-------- 文書の抜粋 --------

正直、主人公の宮沢はこの物語の中では特別存在感がある訳ではありません。でも、そこも「陸王」の魅力の一つです。
陸王は宮沢1人の物語ではなく、家族や仲間達との物語だと思った方が楽しく見られると思います。
「飯山春之」シルクレイに人生をかけた男
飯山春之/寺尾聡
陸王のソールに使用しようと宮沢が惚れ込んだ素材「シルクレイ」の特許を持っていた男が、元シルクール社長の飯山とい男です。
繭を原料にしたシルクレイは強靭で軽くそして自然素材なのでエコである。このシルクレイこそが『陸王』の要となるのです。
飯山はシルクレイの開発に巨額の資金を投じ、立ち行かなくなった会社をたたんでいた。会社を失い猜疑心の塊になっていた飯山に協力を仰ぐのは並大抵の事ではなかったのです。
この本で飯山は主人公の宮沢と並ぶか、時にはそれ以上の存在感を放つ存在でした。

--------

取り組む課題:
#1 「陸王」を紹介する文章のうち、「飯山はシルクレイの開発に」で始まる段落を、主な事実を残したまま短く書き直してください。
#2 「陸王」を紹介する文章では、なぜこの作品を家族や仲間達との物語として見るよう勧めているのですか？
#3 「陸王」を紹介する文章を、最後の文の後から先へ書き進めてください。

-------- 項目一覧 --------

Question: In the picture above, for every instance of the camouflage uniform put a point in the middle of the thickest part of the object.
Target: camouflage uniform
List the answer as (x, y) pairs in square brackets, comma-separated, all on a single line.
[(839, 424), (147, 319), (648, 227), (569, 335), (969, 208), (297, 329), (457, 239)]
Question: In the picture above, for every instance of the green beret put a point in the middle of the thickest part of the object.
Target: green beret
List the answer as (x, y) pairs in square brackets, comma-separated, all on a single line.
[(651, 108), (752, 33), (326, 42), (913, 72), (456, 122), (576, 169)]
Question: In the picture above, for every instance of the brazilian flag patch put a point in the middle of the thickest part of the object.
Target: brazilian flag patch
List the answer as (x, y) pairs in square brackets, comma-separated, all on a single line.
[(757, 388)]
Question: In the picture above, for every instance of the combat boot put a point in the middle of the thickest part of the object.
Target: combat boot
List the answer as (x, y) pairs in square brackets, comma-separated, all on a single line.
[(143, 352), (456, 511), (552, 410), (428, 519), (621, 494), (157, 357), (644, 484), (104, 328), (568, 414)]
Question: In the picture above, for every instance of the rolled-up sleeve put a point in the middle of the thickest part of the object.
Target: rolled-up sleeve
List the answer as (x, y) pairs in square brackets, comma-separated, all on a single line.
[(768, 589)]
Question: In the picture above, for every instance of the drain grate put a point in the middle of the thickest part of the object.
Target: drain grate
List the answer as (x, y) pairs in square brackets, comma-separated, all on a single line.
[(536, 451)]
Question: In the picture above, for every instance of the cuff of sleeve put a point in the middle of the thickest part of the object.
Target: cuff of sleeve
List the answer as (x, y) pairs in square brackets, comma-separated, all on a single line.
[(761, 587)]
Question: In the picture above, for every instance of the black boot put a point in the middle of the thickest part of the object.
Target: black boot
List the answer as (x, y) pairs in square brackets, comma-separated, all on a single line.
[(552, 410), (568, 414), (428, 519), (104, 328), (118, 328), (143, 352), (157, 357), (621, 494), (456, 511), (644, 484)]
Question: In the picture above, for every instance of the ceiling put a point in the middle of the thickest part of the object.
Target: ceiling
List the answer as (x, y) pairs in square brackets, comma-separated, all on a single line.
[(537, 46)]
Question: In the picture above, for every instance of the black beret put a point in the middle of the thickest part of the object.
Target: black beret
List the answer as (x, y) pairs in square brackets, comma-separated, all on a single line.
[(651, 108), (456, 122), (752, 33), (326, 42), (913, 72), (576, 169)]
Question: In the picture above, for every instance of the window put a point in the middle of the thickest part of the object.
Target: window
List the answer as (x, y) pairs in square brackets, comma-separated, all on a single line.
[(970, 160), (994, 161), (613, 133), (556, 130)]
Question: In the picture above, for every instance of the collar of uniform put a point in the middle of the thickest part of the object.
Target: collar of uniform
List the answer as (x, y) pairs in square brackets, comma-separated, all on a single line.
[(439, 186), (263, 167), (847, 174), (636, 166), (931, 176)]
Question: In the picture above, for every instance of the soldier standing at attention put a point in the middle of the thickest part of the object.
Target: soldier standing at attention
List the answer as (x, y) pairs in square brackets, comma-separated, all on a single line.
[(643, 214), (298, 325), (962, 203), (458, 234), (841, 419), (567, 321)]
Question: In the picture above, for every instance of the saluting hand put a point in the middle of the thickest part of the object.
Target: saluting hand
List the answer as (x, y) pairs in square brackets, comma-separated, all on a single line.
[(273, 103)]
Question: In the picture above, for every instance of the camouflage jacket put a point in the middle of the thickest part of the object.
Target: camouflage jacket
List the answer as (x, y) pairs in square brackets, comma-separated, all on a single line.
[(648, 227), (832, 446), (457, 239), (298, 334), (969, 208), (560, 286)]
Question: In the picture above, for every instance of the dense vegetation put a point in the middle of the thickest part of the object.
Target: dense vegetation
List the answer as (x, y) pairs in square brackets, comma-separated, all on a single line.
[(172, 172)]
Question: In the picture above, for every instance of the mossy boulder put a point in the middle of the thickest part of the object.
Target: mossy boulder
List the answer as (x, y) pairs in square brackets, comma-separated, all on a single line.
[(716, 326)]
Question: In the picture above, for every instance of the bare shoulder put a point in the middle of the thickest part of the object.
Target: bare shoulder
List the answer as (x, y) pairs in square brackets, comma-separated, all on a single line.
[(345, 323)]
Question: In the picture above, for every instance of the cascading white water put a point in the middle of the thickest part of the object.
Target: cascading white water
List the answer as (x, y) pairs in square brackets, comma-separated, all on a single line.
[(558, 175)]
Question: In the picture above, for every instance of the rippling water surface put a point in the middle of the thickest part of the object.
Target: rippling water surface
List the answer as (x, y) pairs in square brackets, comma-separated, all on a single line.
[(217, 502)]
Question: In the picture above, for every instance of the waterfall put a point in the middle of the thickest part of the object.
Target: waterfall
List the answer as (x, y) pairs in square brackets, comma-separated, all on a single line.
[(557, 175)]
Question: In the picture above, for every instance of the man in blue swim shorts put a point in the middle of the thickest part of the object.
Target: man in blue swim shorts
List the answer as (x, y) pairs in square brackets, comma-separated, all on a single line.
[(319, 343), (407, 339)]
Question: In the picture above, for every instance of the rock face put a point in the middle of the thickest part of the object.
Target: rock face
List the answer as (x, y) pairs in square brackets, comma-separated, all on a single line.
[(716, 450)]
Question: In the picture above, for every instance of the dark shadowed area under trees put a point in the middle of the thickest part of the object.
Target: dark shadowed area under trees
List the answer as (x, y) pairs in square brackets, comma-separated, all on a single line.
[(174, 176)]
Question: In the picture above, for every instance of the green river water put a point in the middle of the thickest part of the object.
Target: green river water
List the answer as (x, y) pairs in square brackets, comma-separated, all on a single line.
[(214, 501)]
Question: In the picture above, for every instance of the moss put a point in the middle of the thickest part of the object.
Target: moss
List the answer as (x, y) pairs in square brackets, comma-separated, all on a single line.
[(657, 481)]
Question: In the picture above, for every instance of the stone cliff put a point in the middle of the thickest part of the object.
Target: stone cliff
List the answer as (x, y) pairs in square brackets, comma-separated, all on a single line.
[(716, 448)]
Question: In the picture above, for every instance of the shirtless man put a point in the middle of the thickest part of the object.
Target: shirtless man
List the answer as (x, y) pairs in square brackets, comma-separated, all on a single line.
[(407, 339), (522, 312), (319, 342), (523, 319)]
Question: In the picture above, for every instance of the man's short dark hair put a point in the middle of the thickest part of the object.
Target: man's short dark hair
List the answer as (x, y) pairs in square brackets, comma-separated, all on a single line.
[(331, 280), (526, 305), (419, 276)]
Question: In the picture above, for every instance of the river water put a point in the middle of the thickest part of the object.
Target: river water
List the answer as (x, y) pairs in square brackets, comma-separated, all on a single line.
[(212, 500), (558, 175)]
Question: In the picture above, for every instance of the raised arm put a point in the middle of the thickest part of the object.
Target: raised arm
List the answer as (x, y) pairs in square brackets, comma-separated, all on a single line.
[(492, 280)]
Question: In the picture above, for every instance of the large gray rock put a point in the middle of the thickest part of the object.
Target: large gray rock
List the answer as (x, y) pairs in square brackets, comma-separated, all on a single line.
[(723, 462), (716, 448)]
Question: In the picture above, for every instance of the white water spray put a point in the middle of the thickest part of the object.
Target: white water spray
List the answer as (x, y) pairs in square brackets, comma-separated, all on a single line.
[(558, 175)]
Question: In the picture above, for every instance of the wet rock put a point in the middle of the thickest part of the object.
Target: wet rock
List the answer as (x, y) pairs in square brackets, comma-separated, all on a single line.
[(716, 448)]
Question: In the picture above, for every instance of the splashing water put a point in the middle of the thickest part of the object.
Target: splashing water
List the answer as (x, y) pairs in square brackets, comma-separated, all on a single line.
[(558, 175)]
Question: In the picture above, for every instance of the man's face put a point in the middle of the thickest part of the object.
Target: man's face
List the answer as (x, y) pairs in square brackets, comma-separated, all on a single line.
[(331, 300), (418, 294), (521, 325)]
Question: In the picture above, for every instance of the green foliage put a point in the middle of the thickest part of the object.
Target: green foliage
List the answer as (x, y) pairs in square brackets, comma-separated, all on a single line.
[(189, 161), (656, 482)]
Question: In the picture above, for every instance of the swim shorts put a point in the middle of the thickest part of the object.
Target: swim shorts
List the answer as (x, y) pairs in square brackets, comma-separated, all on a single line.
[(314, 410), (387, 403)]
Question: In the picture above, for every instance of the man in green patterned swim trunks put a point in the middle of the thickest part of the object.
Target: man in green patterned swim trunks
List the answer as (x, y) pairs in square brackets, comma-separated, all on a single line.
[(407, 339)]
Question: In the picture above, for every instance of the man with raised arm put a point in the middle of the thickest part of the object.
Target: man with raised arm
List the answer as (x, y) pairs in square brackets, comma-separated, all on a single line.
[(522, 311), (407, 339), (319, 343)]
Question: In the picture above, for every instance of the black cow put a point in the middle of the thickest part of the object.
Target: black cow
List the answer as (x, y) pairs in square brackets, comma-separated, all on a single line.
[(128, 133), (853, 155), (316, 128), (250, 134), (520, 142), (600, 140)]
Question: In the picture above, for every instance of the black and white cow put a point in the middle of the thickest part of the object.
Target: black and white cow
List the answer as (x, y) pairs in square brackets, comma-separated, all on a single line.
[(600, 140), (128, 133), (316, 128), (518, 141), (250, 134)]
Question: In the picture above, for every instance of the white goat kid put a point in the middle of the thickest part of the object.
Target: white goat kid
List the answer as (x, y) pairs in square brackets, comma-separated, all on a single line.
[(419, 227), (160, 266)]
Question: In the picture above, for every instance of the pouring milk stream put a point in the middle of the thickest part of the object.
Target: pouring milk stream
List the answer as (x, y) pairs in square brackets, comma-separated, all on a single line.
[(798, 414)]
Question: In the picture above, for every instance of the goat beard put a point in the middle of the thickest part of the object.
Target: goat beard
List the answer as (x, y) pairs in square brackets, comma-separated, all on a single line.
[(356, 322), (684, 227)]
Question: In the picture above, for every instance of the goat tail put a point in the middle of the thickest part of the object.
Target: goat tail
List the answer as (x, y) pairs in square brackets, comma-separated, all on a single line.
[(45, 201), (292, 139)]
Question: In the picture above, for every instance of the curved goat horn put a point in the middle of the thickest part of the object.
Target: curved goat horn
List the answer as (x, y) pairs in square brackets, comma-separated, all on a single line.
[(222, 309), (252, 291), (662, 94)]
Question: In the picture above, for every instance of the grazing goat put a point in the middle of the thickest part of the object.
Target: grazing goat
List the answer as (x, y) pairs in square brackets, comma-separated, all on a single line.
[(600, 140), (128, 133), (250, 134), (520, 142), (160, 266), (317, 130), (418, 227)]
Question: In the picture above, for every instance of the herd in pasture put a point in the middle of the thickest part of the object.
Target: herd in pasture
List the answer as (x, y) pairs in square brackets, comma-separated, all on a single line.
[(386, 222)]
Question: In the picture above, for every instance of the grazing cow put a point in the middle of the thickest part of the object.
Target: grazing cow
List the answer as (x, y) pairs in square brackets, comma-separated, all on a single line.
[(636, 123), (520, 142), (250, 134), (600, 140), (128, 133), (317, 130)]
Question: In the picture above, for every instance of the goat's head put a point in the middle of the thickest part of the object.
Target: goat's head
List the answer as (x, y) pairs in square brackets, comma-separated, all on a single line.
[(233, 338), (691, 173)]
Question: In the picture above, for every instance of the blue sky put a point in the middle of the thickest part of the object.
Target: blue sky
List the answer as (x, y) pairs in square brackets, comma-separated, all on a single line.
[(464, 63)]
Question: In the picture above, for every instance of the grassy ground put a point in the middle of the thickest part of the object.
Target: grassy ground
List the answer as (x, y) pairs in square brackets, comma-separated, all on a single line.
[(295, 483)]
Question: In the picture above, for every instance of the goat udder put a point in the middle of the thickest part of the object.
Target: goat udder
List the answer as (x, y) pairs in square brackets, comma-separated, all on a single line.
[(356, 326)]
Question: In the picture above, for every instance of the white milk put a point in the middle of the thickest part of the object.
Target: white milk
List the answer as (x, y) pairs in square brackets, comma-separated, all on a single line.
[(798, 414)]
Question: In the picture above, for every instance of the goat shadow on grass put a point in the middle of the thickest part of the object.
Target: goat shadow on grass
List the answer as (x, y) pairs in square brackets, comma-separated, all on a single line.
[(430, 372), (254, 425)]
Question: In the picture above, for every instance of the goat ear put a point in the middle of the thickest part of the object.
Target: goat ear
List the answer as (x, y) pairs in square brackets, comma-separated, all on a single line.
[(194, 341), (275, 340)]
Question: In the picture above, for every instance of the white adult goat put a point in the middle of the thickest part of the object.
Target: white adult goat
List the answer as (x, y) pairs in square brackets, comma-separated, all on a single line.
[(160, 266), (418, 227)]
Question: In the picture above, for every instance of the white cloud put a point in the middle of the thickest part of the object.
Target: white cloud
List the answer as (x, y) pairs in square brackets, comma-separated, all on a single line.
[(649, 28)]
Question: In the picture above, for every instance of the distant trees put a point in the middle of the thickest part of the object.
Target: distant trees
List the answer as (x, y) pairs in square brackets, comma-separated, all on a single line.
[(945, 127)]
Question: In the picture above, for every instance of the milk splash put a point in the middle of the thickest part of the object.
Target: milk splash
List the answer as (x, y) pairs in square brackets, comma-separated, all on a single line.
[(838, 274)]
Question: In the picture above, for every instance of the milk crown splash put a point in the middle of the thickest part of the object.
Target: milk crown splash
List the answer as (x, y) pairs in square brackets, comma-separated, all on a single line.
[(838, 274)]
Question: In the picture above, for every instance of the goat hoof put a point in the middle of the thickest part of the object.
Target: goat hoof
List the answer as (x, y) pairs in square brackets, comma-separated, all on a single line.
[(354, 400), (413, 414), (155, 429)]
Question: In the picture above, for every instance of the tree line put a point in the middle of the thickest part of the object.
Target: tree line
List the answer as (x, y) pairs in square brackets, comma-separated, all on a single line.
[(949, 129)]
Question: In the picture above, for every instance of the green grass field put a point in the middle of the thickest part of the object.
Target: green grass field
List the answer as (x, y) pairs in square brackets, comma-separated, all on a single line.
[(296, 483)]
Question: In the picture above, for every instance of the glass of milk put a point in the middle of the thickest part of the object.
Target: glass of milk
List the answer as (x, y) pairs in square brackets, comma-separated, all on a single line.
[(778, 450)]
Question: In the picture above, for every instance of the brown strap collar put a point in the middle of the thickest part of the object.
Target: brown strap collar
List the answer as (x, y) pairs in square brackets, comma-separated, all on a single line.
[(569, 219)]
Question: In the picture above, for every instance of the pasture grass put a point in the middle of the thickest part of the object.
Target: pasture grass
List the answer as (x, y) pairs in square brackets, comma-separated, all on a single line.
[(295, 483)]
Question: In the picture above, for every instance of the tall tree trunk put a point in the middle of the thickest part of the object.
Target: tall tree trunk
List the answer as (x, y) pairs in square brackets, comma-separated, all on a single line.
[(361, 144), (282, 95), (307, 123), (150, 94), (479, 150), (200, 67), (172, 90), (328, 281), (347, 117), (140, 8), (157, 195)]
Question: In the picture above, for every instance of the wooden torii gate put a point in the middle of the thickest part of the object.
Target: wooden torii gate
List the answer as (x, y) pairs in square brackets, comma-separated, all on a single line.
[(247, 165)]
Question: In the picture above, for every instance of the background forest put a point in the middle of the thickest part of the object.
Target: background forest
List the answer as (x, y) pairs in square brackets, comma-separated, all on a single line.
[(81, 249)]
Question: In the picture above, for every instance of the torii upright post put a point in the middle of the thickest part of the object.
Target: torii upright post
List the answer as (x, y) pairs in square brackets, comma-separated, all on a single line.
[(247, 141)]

--------

課題ごとの結果:
#1 飯山はシルクレイの開発に巨額の資金を投じて会社をたたみ、会社を失って猜疑心の塊になっていた。そのため、彼に協力を仰ぐのは並大抵のことではなかった。

#2 主人公の宮沢は物語の中で特別な存在感があるわけではなく、作品は宮沢1人の物語ではないからです。そのため、家族や仲間達との物語だと思って見た方が楽しく見られると述べています。

#3
1/3位は飯山とシルクレイの話なんじゃないかと思うくらいのエピソードの多さです。
「宮沢大地」将来に悩む宮沢の息子
宮沢大地/山崎賢人
宮沢の息子、大地は大学卒業後も就職活動中の23歳です。
面接に行くもなかなか就職先が決まらず家族との仲も微妙な関係になっていきます。職が決まるまでこはぜ屋で働くことのなるのですが、親の会社で働くことに納得していません。
そんな大地も陸王の開発に関わっていくことになります。
何故自分に内定が出ないのか悩み、苦しむ中で、そしていつしか「仕事」に向き合う姿勢や熱意を周囲の人々から学びます。
始めは本当に態度も悪く、ムカつく大地ですが、徐々に変わっていく姿は必見です。子どもから大人になる過程を見ているみたい。
飯山と大地の師弟関係がピッコロと悟飯のようだ
宮沢の息子の大地は就活で失敗し、家業のこはぜ屋を手伝っていた。
大地は、宮沢の指示で陸王のソールに使用するシルクレイの開発を飯山と共に行うことになります。
始めは飯山の事を半信半疑だった大地も、その仕事への熱意と愛情を目の当たりにして次第に尊敬の念を抱くようになります。
あれ・・・?
この感じどこかで見たことがあるぞ・・・?これは・・・、


一度そうかもと思ったら、もうそのイメージでしか見れなくなってきた。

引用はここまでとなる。